Raw records:
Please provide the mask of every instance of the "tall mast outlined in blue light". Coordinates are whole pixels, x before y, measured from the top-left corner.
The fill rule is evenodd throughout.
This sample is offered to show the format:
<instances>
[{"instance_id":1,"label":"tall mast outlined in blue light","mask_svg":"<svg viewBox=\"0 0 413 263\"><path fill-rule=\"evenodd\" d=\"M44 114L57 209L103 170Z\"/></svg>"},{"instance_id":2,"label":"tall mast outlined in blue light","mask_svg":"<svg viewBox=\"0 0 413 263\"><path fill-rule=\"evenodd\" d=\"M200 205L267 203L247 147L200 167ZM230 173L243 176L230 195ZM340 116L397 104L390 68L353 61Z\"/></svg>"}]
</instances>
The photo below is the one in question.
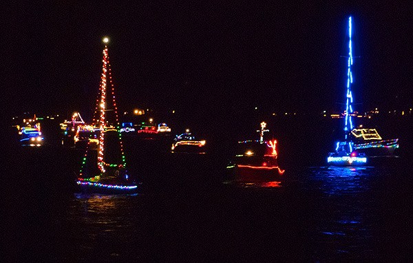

Direction: Copy all of the data above line for line, without changing anything, and leave the picture out of your copy.

Response to the exercise:
Please provide the mask of every instance of the "tall mast outlined in blue light". Coordinates are whole pixels, x before y, measured from the top-left corner.
The fill rule is evenodd throughout.
This sample is offered to show the format:
<instances>
[{"instance_id":1,"label":"tall mast outlined in blue light","mask_svg":"<svg viewBox=\"0 0 413 263\"><path fill-rule=\"evenodd\" d=\"M44 114L57 209L103 170Z\"/></svg>"},{"instance_id":2,"label":"tall mast outlined in blue light","mask_svg":"<svg viewBox=\"0 0 413 263\"><path fill-rule=\"evenodd\" d=\"M200 205L267 203L247 147L200 167ZM230 173L243 176L230 195ZM340 116L397 104L390 68L353 61Z\"/></svg>"}]
</instances>
The photo below is the one in question.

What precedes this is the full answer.